• [PROBLEM STATEMENT]: Edit the items starting at the line that contains "of the lake" and ending at the line that contains "[[202, 345], [253, 388]]" by replacing "evaluation set" with "test set" and keeping everything else unchanged. Return only those lines.

[Image point annotation entries]
§ §
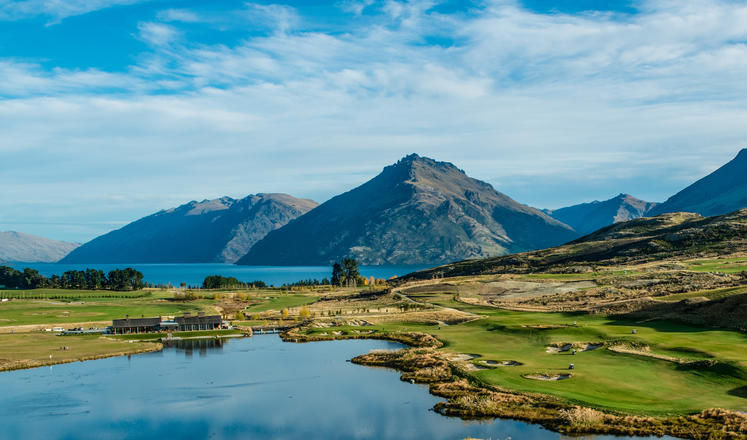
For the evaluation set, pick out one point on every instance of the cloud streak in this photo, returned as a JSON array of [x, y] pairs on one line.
[[55, 10], [551, 108]]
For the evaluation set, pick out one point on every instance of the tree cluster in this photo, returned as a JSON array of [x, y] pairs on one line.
[[221, 282], [311, 282], [346, 273], [89, 279]]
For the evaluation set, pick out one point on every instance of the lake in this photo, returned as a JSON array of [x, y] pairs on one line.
[[194, 274], [256, 388]]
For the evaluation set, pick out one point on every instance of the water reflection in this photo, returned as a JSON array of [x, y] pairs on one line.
[[202, 345], [253, 388]]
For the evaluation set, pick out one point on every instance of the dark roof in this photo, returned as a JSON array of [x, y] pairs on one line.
[[198, 319], [136, 322]]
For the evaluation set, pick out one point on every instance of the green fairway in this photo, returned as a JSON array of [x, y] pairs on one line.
[[25, 350], [633, 383], [90, 309], [279, 302], [723, 265]]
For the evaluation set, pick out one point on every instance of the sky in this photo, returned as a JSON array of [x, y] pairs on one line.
[[111, 110]]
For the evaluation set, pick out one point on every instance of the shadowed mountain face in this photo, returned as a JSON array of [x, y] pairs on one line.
[[220, 230], [417, 211], [588, 217], [20, 247], [667, 236], [724, 190]]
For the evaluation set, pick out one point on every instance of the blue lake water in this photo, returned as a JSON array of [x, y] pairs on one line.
[[251, 388], [194, 274]]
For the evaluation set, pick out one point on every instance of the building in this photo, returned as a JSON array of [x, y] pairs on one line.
[[185, 323], [188, 322], [136, 325]]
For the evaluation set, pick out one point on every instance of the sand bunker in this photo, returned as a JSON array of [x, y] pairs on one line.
[[592, 346], [547, 377], [558, 348], [495, 364], [474, 367], [580, 346], [461, 357]]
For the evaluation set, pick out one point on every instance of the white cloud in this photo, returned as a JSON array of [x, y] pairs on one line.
[[552, 108], [182, 15], [56, 10], [157, 34]]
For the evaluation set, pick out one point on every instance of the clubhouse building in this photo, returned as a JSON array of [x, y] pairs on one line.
[[185, 323]]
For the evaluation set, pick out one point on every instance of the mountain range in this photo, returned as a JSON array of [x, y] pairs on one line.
[[219, 230], [588, 217], [723, 191], [417, 211], [20, 247]]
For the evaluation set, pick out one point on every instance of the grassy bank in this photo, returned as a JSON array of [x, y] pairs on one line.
[[636, 383], [30, 350]]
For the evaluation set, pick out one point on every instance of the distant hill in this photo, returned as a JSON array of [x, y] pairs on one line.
[[588, 217], [219, 230], [724, 190], [26, 248], [417, 211], [664, 237]]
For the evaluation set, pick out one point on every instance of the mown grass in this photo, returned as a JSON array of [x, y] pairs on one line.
[[33, 349], [725, 265], [27, 312], [710, 294], [601, 378], [279, 302]]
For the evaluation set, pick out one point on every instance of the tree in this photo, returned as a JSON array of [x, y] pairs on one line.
[[338, 275], [304, 313], [350, 271]]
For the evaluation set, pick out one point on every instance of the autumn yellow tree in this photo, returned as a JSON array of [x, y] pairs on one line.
[[304, 313]]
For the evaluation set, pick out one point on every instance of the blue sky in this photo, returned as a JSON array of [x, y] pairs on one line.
[[114, 109]]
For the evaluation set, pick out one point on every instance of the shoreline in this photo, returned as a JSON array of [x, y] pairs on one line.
[[470, 399], [28, 365], [156, 344]]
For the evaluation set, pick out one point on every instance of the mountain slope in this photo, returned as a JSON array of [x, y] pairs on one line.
[[588, 217], [20, 247], [417, 211], [724, 190], [665, 237], [219, 230]]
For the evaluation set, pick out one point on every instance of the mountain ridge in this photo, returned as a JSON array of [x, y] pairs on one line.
[[26, 248], [720, 192], [416, 211], [590, 216], [216, 230]]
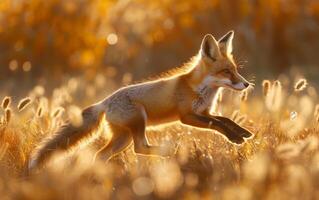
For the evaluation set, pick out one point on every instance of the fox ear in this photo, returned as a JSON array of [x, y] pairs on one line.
[[209, 47], [226, 43]]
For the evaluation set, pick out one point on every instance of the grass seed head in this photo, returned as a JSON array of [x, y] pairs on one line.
[[58, 112], [244, 95], [266, 87], [24, 103], [40, 111], [6, 102], [301, 85], [8, 115]]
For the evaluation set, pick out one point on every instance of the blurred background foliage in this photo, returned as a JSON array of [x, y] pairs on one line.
[[52, 39]]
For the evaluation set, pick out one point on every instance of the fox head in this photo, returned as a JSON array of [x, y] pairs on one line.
[[216, 65]]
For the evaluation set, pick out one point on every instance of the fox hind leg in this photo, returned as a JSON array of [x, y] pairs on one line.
[[141, 143], [119, 142]]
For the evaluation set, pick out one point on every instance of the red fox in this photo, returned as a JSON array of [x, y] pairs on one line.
[[185, 96]]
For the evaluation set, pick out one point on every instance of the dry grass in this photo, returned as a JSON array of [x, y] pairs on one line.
[[280, 162]]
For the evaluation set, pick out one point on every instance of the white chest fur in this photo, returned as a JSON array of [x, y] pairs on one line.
[[207, 99]]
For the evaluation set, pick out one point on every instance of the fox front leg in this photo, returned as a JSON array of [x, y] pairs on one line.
[[202, 121]]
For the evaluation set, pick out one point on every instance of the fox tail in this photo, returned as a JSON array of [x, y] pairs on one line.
[[68, 136]]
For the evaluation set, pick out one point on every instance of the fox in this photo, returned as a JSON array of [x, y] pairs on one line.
[[186, 95]]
§ §
• [WORKED ANSWER]:
For the test set, pick out one point on every instance of the lake in this photo, returned as a JSON array of [x, y] pairs on one line.
[[194, 274], [256, 388]]
For the test set, pick out one point on every instance of the water reflection in this photo, returned as a JSON array of [x, y] pairs on one line.
[[202, 345], [253, 388]]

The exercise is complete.